§ THINGS TO DO:
1. List each dish that the restaurant review names among its best bets.
2. Reproduce the restaurant review verbatim from "416-546-3022; tantorestaurant.com" to "ate on his voyage.".

§ SELECTION:
Skip to main content
restaurant review

Queen West restaurant expertly mixes Spanish, Italian and Argentine flavours and influences

Chef Julian Iliopoulos, seen here on March, 7, 2018, found inspiration for Tanto during a trip to Argentina in late 2016. His restaurant scores high on style and substance.

Tanto

74 Ossington Ave. (at Queen St. W.), Toronto

416-546-3022; tantorestaurant.com

Price: Small bar snacks, $6-$8; medium-sized vegetable and seafood dishes, $11-$14; grilled fish and meat dishes, $22-$35; desserts, $12-$15

Atmosphere: A long, narrow, exposed-brick room that seats 62 people, with a small chef’s table at the back, facing an open kitchen and wood-fire grill. Music plays at a reasonable volume for easy conversation.

Drinks on offer: An eclectic wine list with 12 by the glass ($11-$18); eight house cocktails ($10-$14)

Best bets: Grilled cabbage, albacore tuna crudo, grilled squid, leek noquis, bavette, banana and dulce de leche milhojas

★★★

A young cook backpacks through South America for the first time and upon his return home, he starts a new restaurant inspired by the things he ate on his voyage.

Such a story would make many chefs vulnerable to accusations of culinary tourism (a misdemeanour charge in the food world) or worse yet, cultural appropriation (a felony). But Julian Iliopoulos, head chef at the Argentina-inspired Tanto restaurant, has steered clear of both with original cooking that references traditions yet transcends borders.

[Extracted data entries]
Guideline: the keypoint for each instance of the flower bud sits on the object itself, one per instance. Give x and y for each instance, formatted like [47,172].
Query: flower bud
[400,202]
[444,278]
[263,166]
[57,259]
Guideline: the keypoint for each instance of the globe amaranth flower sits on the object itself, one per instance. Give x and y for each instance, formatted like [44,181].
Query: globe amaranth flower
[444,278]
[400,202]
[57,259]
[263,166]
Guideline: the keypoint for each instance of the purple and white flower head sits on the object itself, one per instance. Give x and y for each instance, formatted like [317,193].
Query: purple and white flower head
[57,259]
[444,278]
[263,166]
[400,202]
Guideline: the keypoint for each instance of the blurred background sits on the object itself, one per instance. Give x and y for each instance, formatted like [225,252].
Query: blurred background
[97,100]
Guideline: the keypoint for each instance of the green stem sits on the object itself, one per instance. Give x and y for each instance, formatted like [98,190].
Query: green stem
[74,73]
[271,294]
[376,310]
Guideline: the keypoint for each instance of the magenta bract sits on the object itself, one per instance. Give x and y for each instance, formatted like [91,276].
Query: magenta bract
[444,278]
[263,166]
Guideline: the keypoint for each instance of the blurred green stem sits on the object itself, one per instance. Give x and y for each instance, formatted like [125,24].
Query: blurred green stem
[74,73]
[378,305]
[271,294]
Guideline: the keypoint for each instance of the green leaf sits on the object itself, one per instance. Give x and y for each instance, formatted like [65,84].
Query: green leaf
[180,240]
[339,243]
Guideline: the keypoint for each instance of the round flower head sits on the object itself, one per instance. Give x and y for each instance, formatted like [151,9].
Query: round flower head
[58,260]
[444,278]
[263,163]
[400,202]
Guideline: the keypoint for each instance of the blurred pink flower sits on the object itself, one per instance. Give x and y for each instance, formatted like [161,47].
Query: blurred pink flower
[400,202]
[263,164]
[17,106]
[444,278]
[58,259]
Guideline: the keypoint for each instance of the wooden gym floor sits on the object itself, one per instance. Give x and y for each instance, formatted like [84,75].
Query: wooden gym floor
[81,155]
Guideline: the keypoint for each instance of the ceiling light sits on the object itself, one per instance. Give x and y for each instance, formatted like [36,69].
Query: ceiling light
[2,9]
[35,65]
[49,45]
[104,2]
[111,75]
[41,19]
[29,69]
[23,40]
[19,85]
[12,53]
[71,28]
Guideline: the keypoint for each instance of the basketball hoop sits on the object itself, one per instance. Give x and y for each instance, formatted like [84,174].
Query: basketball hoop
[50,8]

§ SOLUTIONS PER TASK:
1.
- Grilled cabbage
- Albacore tuna crudo
- Grilled squid
- Leek noquis
- Bavette
- Banana and dulce de leche milhojas

2.
416-546-3022; tantorestaurant.com

Price: Small bar snacks, $6-$8; medium-sized vegetable and seafood dishes, $11-$14; grilled fish and meat dishes, $22-$35; desserts, $12-$15

Atmosphere: A long, narrow, exposed-brick room that seats 62 people, with a small chef’s table at the back, facing an open kitchen and wood-fire grill. Music plays at a reasonable volume for easy conversation.

Drinks on offer: An eclectic wine list with 12 by the glass ($11-$18); eight house cocktails ($10-$14)

Best bets: Grilled cabbage, albacore tuna crudo, grilled squid, leek noquis, bavette, banana and dulce de leche milhojas

★★★

A young cook backpacks through South America for the first time and upon his return home, he starts a new restaurant inspired by the things he ate on his voyage.